→ **Task to complete**
Pull out each line in the data below that contains the word "canopy", treating uppercase and lowercase letters as different.
------------------------------------
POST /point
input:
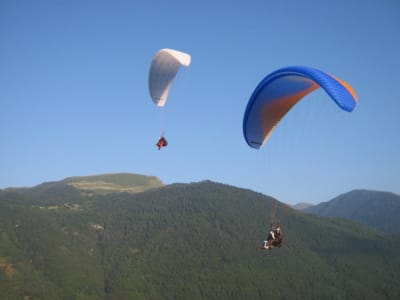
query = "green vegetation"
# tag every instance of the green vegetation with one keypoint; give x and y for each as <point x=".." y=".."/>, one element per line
<point x="183" y="241"/>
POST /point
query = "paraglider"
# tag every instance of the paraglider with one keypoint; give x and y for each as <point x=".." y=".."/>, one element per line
<point x="274" y="239"/>
<point x="278" y="92"/>
<point x="164" y="67"/>
<point x="162" y="142"/>
<point x="274" y="96"/>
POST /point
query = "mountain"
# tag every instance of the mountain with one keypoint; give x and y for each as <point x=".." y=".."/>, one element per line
<point x="183" y="241"/>
<point x="380" y="210"/>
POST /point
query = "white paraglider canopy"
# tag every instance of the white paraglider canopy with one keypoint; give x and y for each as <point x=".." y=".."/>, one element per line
<point x="164" y="67"/>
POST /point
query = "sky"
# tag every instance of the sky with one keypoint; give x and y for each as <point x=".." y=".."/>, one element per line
<point x="74" y="97"/>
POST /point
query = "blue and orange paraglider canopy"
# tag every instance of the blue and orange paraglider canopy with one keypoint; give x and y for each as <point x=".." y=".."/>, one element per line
<point x="278" y="92"/>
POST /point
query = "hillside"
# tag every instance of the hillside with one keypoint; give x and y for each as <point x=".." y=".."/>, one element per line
<point x="184" y="241"/>
<point x="380" y="210"/>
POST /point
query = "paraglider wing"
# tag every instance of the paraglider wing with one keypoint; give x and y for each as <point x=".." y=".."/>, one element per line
<point x="164" y="67"/>
<point x="278" y="92"/>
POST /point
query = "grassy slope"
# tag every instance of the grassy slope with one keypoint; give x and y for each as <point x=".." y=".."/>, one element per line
<point x="197" y="241"/>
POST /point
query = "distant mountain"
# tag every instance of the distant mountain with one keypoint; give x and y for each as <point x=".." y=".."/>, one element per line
<point x="183" y="241"/>
<point x="302" y="206"/>
<point x="96" y="184"/>
<point x="380" y="210"/>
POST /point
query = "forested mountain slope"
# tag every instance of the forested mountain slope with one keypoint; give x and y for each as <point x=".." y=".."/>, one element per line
<point x="184" y="241"/>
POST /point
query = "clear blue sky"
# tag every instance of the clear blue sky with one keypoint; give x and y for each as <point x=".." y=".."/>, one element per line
<point x="74" y="95"/>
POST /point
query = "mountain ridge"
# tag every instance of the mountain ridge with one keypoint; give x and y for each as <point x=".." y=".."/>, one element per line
<point x="199" y="241"/>
<point x="376" y="209"/>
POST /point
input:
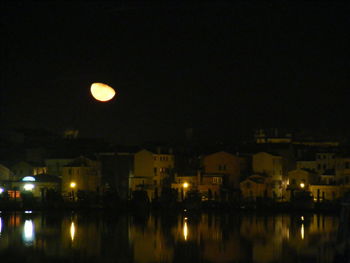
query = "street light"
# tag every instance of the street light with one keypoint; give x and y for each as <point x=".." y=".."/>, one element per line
<point x="72" y="185"/>
<point x="185" y="185"/>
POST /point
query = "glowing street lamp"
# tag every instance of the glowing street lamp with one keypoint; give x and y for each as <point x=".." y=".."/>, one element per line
<point x="28" y="187"/>
<point x="72" y="185"/>
<point x="185" y="185"/>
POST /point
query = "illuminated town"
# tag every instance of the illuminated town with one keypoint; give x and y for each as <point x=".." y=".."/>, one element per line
<point x="273" y="170"/>
<point x="175" y="131"/>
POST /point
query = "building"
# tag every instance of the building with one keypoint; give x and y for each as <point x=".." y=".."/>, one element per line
<point x="270" y="166"/>
<point x="152" y="171"/>
<point x="82" y="174"/>
<point x="253" y="188"/>
<point x="55" y="165"/>
<point x="37" y="185"/>
<point x="222" y="165"/>
<point x="23" y="169"/>
<point x="117" y="168"/>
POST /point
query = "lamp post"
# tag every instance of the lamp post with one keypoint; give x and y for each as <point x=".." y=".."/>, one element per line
<point x="72" y="186"/>
<point x="185" y="185"/>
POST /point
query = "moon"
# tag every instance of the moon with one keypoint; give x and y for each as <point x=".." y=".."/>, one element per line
<point x="102" y="92"/>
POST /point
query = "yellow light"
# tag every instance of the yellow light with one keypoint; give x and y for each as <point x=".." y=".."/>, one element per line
<point x="72" y="231"/>
<point x="302" y="231"/>
<point x="102" y="92"/>
<point x="28" y="187"/>
<point x="185" y="230"/>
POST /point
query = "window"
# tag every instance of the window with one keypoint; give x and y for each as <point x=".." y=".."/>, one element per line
<point x="217" y="180"/>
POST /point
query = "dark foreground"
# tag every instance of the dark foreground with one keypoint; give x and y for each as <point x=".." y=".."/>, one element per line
<point x="171" y="236"/>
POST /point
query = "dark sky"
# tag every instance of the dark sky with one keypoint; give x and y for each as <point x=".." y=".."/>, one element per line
<point x="220" y="68"/>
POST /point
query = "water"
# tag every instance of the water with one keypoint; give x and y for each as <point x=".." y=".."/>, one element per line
<point x="101" y="237"/>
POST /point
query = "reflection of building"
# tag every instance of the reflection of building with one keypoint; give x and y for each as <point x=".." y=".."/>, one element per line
<point x="150" y="245"/>
<point x="272" y="135"/>
<point x="37" y="185"/>
<point x="325" y="192"/>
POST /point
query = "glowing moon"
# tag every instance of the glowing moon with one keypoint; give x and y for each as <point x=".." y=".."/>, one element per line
<point x="102" y="92"/>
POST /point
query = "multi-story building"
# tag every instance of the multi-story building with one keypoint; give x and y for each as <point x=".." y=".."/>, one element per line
<point x="152" y="172"/>
<point x="55" y="165"/>
<point x="254" y="187"/>
<point x="270" y="166"/>
<point x="222" y="165"/>
<point x="342" y="170"/>
<point x="22" y="169"/>
<point x="325" y="161"/>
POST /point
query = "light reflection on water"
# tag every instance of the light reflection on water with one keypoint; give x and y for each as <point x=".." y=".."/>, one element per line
<point x="28" y="232"/>
<point x="175" y="237"/>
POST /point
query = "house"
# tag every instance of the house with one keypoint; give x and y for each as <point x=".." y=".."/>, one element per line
<point x="223" y="165"/>
<point x="211" y="187"/>
<point x="55" y="165"/>
<point x="82" y="174"/>
<point x="22" y="169"/>
<point x="185" y="182"/>
<point x="271" y="166"/>
<point x="254" y="187"/>
<point x="152" y="171"/>
<point x="38" y="185"/>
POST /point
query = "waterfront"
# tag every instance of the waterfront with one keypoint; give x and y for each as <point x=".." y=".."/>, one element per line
<point x="30" y="236"/>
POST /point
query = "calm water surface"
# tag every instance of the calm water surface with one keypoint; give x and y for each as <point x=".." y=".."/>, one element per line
<point x="96" y="237"/>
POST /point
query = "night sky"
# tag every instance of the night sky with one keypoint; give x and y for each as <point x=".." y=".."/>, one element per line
<point x="220" y="68"/>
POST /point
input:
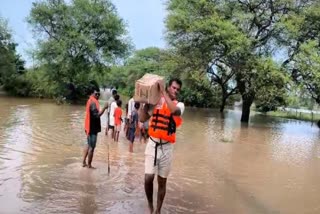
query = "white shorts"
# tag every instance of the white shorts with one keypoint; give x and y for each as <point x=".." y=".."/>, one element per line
<point x="164" y="158"/>
<point x="118" y="128"/>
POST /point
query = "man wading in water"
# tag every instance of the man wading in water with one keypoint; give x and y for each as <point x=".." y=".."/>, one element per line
<point x="164" y="118"/>
<point x="92" y="125"/>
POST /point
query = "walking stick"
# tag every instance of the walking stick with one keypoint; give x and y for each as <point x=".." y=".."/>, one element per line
<point x="108" y="160"/>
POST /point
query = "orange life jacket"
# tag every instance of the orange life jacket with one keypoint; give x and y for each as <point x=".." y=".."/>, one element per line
<point x="87" y="117"/>
<point x="163" y="124"/>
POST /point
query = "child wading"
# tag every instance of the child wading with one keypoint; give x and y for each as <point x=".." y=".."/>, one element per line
<point x="133" y="125"/>
<point x="117" y="120"/>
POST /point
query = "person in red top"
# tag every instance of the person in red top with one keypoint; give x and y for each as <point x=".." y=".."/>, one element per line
<point x="117" y="120"/>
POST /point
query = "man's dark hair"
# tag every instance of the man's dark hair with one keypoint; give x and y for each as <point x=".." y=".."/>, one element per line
<point x="93" y="88"/>
<point x="177" y="80"/>
<point x="137" y="105"/>
<point x="119" y="103"/>
<point x="116" y="97"/>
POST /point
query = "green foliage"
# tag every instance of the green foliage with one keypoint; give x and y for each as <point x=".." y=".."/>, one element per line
<point x="198" y="91"/>
<point x="11" y="65"/>
<point x="307" y="68"/>
<point x="236" y="41"/>
<point x="77" y="41"/>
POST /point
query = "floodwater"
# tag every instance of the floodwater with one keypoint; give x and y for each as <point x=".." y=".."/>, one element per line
<point x="220" y="166"/>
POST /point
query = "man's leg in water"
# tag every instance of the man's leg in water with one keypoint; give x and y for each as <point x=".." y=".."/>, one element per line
<point x="148" y="187"/>
<point x="85" y="154"/>
<point x="90" y="157"/>
<point x="92" y="146"/>
<point x="162" y="186"/>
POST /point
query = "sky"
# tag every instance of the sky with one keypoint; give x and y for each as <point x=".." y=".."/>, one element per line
------------------------------------
→ **Response**
query = "white paraglider canopy"
# tag every instance of the white paraglider canopy with one keypoint; give x and y for each as <point x=".." y=".."/>, one element per line
query = "blue and orange paraglider canopy"
# tag every instance of the blue and orange paraglider canopy with one keypoint; give x and y for each as <point x=".." y=".."/>, one element per line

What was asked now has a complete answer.